> _DOCUMENT SEGMENT_:
>>>

BOSTON (WHDH) - Getting the benefits of working out without actually having to work out might one day be a possibility.

Researchers at MIT and Harvard said they have mapped out body cells that are modified by working out, which could lead to a medication that mimics the benefits of exercise.

Dr. Manolis Kellis, a professor of computer science at MIT, is one of the senior authors of the recent study.

“What we wanted to know is, how is exercise and diet affecting whole body biology?” Kellis said. “Because one of the things that we know through decades of research is that people who are obese, people who are unhealthy, people who have unhealthy lifestyles, people who don’t exercise – they have much worse prognosis for cancer, for immune disorders like we saw with COVID, for Alzheimer’s – for every different aspect of human health.”

In the study’s trials, researchers studied the impact of exercise and high-fat diets on mice. Kellis said the findings appeared to show that both exercise and diet reprogram the composition of cellular tissue, making way for healthier tissue with exercise or unhealthier tissue without.

The findings could now offer the opportunity for medication to enhance or mimic the benefits of working out.

<<<

> _EXERCISES_:
**1.** According to the news report on the MIT and Harvard exercise study, what subject does Dr. Manolis Kellis teach at MIT?
**2.** Write the next few sentences of the news report on research into a medication that mimics exercise.

> _PROVIDED DATA_:
>>>

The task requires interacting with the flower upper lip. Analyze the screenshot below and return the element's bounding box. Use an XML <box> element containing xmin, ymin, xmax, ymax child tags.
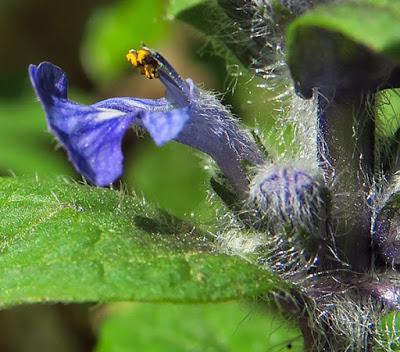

<<<

> _OUTPUTS BY TASK_:
**1.** Computer science.

**2.**
“The goal is to understand what are not only the cell types and the biological processes, but the specific gene targets and the proteins that we should be developing drugs against,” he explained. “If we were to make a pill, we don’t know where, you know, how to make it, what to target, what to change, how to deliver.”

Scientists at the two universities hope their research could help target obesity. In the United States, more than 40% of the population is considered obese, with nearly 75% considered overweight.

Researchers also say people should still rely on the tried and true methods for a healthy life.

“If you can, eat healthy and exercise – this is the best thing you can do to reprogram your own body, to reprogram your own tissues to a healthier state,” Kellis said.

Human trials for further research are also in the beginning phases.